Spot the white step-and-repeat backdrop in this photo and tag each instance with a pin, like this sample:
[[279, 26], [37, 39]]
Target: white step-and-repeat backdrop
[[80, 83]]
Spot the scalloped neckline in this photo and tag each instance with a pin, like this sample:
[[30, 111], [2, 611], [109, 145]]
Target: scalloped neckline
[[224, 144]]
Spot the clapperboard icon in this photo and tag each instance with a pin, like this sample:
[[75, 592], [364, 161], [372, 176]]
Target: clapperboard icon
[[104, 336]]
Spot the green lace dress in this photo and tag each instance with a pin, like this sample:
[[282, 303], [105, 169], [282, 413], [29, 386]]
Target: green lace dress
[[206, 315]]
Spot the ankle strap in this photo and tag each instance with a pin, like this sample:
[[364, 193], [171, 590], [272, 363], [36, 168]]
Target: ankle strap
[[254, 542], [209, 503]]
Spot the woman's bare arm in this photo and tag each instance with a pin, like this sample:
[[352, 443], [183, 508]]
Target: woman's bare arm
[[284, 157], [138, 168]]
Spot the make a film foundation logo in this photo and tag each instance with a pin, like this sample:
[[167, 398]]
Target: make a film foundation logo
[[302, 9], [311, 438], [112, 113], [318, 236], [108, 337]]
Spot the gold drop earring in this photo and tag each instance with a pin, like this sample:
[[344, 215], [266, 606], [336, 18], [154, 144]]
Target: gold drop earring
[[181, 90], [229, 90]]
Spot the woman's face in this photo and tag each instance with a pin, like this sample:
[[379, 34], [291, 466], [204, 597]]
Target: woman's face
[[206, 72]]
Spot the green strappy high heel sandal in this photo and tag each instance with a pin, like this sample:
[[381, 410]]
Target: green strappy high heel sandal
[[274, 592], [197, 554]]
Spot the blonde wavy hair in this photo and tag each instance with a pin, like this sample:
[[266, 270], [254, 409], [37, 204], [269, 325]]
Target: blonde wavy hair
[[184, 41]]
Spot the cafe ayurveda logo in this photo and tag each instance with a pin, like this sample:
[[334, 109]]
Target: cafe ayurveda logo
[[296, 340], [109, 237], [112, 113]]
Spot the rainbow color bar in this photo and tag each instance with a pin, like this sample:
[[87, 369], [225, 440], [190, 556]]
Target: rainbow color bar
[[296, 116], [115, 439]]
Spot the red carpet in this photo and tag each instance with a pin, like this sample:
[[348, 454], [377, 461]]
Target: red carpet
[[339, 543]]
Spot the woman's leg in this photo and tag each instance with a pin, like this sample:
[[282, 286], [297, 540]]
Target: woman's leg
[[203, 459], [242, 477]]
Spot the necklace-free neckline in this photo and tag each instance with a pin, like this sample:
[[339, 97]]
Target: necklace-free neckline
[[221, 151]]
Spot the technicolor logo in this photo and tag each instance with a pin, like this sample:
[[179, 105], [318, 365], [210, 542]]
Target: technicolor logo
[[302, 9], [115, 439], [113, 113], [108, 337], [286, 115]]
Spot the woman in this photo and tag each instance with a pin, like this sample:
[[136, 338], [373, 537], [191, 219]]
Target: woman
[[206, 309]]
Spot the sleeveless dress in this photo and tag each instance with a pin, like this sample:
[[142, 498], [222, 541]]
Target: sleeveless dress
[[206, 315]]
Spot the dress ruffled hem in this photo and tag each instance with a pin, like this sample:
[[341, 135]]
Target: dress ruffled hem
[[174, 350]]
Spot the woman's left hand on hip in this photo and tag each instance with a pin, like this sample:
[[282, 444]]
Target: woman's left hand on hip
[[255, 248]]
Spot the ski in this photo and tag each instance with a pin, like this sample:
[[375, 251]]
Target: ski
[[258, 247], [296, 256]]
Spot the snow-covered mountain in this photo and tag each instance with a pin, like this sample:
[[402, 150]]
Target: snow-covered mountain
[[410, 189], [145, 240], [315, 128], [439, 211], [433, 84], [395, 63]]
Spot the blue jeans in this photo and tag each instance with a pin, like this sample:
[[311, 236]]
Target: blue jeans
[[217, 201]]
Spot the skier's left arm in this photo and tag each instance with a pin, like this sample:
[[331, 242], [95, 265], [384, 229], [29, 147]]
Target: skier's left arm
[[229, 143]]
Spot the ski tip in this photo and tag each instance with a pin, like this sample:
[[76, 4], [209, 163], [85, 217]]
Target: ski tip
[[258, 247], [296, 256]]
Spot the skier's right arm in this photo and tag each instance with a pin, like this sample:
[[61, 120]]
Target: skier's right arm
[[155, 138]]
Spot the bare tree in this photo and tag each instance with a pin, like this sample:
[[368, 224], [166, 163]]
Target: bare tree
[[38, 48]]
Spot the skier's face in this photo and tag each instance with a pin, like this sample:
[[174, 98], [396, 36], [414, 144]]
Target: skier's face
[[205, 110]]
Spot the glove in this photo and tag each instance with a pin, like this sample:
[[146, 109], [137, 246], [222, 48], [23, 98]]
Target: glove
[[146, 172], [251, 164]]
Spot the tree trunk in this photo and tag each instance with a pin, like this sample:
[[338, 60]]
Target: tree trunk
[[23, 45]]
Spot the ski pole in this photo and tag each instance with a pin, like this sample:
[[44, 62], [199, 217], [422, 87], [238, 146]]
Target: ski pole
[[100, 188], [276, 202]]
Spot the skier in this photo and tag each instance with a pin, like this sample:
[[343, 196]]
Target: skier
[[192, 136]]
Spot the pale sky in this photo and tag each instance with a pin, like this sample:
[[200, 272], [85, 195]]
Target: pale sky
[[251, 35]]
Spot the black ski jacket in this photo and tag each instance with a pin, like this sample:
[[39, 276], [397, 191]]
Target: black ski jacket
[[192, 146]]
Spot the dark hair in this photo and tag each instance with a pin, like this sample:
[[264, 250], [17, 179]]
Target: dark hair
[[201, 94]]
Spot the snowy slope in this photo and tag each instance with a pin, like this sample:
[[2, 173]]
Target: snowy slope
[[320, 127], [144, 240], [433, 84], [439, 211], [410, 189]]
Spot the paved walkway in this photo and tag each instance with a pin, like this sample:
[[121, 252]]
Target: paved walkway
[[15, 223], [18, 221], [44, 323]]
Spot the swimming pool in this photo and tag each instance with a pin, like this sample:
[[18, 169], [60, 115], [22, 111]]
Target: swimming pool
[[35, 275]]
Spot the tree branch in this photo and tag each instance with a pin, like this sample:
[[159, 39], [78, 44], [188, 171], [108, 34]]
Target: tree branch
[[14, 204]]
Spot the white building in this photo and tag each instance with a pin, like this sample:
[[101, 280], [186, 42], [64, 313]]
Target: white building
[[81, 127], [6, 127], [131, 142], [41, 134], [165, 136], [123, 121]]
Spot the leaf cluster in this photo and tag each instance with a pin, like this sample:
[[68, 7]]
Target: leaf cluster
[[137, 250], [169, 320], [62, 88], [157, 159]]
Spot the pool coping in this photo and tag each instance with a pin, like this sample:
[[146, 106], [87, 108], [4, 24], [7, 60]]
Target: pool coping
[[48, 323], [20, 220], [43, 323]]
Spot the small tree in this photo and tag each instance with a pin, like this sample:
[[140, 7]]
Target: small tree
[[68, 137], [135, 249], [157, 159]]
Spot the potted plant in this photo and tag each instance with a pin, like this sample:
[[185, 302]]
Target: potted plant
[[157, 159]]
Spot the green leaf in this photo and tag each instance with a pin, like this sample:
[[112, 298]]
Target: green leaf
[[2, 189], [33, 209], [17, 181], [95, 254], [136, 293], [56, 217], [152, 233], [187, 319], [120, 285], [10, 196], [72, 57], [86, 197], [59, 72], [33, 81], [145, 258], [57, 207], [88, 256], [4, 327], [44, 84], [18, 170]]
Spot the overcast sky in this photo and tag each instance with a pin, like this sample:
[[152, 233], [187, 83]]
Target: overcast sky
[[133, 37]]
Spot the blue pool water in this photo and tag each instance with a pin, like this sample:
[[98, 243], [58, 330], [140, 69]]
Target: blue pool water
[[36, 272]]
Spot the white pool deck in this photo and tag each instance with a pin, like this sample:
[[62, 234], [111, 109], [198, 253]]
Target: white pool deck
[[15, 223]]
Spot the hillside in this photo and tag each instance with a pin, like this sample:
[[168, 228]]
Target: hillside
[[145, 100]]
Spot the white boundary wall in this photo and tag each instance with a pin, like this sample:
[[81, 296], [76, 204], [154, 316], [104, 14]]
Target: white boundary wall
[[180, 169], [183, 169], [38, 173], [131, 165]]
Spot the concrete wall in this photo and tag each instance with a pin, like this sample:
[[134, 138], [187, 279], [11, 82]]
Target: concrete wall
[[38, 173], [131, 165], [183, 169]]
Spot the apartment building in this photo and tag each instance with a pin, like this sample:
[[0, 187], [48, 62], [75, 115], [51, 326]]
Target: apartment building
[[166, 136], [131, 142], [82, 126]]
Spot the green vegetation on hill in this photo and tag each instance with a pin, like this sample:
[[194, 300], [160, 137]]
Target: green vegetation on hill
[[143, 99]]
□ □ □
Task item. Your output must be the lines of the material above, from the first through the line that contains "Spot the gold", copied exactly. Include both endpoints and nothing else.

Response to this exercise.
Spot the white step-and-repeat backdrop in this photo and tag each instance with a pin, like this sample:
[[279, 26], [37, 39]]
Target: white step-and-repeat backdrop
[[80, 83]]
Spot the scalloped neckline in this photo and tag each instance with a pin, like this sample:
[[30, 111], [2, 611], [109, 145]]
Target: scalloped neckline
[[224, 144]]
Spot the clapperboard icon in this photo and tag each instance with a pin, like this sample:
[[75, 592], [364, 161], [372, 176]]
Target: clapperboard icon
[[104, 336]]
Spot the green lace dress in this photo and tag each instance with a pin, like this sample:
[[282, 303], [105, 169], [282, 413], [29, 386]]
Target: green lace dress
[[206, 315]]
Spot the ankle strap in this photo and tag each instance with a pin, like this sample:
[[364, 193], [171, 590], [272, 363], [36, 168]]
Target: ankle strap
[[254, 542], [209, 503]]
Spot the woman's bare arm in this photo and tag each instance with a pin, like this sample:
[[352, 443], [183, 508]]
Target: woman's bare arm
[[284, 157], [138, 168]]
Spot the make a film foundation logo in this photo and tag each instance with a pin, like this sample:
[[167, 398]]
Target: make a film foundation logo
[[302, 9], [311, 438], [112, 113], [318, 236], [108, 337]]
Spot the gold drop earring in this photo and tag each instance with a pin, like this sample:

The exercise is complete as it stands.